Work to complete >> Every line below that has "exercise" in it should be copied.

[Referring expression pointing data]
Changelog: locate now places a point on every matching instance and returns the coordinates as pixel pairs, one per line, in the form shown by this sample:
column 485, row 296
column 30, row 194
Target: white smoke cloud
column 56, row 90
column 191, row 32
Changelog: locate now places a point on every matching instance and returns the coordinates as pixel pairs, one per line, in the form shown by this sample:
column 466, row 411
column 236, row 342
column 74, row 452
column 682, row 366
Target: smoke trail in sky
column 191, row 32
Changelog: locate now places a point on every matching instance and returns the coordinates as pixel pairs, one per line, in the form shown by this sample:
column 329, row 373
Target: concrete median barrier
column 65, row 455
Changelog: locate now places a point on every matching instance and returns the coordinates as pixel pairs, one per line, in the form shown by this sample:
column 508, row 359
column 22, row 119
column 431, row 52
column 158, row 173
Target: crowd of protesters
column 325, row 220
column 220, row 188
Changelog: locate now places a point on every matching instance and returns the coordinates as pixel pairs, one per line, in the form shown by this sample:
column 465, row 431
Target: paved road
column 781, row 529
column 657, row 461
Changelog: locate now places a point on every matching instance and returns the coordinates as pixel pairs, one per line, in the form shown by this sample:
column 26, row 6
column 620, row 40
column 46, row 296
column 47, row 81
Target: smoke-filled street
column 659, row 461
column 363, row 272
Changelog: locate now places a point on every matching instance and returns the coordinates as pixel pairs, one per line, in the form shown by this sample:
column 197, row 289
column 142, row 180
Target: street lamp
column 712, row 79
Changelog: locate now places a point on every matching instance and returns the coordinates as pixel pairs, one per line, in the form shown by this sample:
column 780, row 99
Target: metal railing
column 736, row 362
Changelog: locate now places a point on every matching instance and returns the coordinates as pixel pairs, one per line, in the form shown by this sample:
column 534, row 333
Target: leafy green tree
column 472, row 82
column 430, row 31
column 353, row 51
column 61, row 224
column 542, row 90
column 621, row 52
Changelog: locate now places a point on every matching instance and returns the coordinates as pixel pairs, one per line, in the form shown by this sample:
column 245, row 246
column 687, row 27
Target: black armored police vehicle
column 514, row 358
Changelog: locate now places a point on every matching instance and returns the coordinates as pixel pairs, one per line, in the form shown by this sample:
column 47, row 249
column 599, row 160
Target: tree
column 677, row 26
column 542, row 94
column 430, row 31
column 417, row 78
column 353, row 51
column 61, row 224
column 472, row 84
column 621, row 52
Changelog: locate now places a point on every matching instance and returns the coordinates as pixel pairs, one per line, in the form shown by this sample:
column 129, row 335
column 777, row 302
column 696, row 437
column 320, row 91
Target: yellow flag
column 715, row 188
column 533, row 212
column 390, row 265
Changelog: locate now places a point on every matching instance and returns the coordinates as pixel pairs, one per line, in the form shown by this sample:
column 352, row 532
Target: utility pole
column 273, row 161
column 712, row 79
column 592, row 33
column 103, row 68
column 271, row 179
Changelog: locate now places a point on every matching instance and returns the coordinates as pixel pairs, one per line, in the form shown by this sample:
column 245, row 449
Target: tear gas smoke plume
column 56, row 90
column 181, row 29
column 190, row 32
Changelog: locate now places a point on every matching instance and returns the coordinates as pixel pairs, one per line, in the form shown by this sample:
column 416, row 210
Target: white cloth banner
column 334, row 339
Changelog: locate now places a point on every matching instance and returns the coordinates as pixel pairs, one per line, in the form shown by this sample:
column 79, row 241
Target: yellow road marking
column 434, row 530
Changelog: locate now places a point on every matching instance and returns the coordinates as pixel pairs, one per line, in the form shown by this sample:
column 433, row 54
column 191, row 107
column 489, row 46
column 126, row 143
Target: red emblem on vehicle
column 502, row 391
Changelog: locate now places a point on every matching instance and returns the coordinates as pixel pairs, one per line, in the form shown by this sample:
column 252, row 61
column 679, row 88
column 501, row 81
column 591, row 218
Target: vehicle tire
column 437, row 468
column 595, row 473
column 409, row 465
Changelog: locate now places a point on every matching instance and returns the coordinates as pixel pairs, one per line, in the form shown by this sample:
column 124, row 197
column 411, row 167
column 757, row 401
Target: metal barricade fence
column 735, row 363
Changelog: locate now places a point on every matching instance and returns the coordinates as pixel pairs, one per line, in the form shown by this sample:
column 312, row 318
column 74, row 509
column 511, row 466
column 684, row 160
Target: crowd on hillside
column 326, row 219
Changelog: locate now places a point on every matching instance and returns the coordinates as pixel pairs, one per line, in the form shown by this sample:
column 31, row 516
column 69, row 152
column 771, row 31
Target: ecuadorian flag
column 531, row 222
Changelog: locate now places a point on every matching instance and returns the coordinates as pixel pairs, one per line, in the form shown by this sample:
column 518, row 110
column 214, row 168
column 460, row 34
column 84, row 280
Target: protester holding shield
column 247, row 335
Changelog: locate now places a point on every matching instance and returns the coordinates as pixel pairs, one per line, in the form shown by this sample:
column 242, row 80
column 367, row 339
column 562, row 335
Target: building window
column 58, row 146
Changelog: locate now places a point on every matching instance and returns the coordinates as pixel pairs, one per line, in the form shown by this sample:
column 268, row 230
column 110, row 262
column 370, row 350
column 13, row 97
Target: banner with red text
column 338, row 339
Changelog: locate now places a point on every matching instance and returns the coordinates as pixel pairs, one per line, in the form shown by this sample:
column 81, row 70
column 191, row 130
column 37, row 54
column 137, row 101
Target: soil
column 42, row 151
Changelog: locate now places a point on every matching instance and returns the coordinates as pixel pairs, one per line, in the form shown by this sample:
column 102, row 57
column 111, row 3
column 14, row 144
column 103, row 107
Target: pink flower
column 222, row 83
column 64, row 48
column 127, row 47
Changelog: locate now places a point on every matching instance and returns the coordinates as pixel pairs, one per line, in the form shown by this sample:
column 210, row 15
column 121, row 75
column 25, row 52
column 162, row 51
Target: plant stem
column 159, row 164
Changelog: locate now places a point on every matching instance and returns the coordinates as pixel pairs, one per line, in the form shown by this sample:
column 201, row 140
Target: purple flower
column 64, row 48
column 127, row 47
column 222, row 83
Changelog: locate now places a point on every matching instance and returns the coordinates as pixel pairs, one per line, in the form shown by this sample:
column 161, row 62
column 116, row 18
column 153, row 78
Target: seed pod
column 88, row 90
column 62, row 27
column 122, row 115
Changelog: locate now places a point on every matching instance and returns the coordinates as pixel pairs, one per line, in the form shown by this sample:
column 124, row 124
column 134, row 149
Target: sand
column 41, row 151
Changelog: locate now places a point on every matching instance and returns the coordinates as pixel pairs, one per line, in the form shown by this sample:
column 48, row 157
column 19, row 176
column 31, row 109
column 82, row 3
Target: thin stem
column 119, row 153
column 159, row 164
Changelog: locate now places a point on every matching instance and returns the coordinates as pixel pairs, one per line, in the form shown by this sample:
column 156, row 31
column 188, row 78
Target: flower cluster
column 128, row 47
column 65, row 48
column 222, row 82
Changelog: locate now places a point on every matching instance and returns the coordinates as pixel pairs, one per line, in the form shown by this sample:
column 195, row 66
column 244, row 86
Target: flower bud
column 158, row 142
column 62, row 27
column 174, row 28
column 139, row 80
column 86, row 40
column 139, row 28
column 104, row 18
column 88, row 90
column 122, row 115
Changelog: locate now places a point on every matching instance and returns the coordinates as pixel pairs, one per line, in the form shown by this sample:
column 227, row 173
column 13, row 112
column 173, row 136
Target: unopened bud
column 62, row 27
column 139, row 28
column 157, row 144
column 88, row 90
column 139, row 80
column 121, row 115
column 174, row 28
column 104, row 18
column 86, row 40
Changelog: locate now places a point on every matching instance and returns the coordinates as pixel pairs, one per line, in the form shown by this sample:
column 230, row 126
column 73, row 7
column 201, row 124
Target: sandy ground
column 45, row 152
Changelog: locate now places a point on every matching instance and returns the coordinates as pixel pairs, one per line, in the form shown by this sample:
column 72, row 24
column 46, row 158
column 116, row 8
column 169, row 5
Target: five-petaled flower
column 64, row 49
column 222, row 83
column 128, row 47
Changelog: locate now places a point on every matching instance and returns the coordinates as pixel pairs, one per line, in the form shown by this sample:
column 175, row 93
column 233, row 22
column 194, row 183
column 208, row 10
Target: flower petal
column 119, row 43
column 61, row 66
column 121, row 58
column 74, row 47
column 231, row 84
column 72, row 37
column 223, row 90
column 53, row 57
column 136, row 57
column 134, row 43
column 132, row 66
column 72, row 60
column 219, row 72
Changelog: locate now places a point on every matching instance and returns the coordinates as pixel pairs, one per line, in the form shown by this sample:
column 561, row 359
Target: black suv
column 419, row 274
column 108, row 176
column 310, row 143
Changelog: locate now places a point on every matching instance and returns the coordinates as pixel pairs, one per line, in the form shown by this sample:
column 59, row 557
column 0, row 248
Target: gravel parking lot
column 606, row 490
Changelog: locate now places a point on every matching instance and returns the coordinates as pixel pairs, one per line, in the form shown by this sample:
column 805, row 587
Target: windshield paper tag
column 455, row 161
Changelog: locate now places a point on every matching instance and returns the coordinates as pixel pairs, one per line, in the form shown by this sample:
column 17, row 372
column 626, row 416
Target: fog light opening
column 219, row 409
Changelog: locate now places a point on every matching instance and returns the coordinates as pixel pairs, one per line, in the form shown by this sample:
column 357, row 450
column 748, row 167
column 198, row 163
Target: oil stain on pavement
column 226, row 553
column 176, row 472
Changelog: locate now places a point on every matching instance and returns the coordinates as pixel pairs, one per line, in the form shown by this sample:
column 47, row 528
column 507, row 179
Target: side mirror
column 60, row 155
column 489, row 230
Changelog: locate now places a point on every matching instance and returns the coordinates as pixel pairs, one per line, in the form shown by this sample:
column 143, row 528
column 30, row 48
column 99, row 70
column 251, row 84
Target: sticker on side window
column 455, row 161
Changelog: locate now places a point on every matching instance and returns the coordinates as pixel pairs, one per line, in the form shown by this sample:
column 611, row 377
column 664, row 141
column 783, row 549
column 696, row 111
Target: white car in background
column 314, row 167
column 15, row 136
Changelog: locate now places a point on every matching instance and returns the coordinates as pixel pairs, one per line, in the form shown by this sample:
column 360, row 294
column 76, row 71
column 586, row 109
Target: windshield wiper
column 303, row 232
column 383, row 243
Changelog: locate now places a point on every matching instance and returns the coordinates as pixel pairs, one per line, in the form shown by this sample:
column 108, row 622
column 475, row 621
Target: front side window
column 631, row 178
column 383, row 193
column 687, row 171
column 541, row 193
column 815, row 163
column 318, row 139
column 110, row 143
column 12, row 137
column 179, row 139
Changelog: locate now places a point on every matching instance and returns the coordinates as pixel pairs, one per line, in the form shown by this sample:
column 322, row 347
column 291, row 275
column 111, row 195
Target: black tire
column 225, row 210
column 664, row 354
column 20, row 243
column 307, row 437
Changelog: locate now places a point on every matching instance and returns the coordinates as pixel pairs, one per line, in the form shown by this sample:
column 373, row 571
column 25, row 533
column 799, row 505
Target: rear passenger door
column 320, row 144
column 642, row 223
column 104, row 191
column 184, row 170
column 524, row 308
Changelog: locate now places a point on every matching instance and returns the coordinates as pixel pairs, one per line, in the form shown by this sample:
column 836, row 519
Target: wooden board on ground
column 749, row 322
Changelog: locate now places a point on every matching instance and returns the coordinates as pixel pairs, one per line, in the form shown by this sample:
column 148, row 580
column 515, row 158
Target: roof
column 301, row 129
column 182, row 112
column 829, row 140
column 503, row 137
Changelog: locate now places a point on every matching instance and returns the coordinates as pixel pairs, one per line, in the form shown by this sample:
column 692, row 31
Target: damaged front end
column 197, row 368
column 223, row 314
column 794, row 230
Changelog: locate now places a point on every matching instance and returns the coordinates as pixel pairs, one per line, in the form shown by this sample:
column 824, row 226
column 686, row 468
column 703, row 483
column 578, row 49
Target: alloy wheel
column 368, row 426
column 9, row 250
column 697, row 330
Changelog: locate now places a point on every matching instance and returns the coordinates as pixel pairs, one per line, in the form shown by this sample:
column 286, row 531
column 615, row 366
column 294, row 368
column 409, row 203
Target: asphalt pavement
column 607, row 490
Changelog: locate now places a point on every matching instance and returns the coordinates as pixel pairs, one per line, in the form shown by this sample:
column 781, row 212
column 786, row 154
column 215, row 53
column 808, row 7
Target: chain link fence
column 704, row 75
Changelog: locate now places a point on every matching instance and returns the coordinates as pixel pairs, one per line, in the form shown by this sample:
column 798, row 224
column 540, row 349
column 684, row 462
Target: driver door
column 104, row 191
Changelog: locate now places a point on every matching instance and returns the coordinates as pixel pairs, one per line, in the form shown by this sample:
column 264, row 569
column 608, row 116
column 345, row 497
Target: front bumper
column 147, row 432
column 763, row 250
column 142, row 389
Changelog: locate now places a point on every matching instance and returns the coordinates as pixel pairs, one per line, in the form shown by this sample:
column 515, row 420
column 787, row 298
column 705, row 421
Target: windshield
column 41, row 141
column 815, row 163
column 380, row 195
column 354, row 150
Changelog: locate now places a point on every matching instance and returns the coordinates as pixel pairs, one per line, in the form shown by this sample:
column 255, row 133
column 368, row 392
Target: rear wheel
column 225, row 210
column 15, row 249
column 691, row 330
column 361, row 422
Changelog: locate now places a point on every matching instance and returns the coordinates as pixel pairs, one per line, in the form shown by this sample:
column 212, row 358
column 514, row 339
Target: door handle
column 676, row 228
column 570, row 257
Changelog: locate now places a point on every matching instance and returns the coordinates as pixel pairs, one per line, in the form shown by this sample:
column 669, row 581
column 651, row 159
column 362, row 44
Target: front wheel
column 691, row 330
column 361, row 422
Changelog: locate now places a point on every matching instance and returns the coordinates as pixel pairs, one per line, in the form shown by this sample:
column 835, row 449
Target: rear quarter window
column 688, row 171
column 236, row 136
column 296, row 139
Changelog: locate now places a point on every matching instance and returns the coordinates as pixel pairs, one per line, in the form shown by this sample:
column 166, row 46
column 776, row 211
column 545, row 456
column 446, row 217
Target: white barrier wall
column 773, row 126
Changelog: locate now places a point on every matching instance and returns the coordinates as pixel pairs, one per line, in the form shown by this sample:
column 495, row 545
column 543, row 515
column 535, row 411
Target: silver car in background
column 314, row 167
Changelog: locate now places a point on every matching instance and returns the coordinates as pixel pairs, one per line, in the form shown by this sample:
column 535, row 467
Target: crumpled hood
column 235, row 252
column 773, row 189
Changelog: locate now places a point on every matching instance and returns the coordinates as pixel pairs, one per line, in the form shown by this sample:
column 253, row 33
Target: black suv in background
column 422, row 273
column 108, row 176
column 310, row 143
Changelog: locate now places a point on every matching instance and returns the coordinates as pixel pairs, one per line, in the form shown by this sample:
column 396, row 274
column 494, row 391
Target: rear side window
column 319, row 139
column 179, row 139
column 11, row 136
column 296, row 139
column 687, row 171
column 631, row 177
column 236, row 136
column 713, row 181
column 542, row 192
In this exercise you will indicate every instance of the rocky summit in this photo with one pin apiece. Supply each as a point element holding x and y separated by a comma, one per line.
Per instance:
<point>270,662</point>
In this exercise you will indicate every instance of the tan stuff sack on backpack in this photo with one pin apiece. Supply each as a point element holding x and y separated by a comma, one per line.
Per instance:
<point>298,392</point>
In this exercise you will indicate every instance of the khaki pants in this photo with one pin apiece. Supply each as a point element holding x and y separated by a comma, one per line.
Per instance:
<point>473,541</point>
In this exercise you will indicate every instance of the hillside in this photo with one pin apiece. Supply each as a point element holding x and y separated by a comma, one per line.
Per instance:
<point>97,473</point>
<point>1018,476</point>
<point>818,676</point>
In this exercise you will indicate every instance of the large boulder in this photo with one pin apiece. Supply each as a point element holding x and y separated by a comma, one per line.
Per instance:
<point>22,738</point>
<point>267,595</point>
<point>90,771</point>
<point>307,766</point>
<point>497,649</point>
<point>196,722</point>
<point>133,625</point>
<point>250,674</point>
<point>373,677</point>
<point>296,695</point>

The answer >>
In this exercise you will indicate every instance of the rocky summit in this photo with one pin apiece. Supply each as a point element holding x and y separated by a comma, one per line.
In this exercise you will indicate every instance of the tan stuff sack on backpack in this photo with one pin apiece. Supply each as a point element holding x and y separated by a comma, one per line.
In this exercise you will indicate every instance of the khaki pants in this photo with one pin apiece. Supply each as a point element holding x and y separated by a comma, one per line.
In this exercise you will indicate every instance of the hillside in this photo with one pin apiece. Supply each as a point element holding x and y separated by a comma, one per line.
In this exercise you will indicate every instance of the large boulder in this photo with one pin apiece. Supply each as a point element holding x and y separated by a comma, one per line.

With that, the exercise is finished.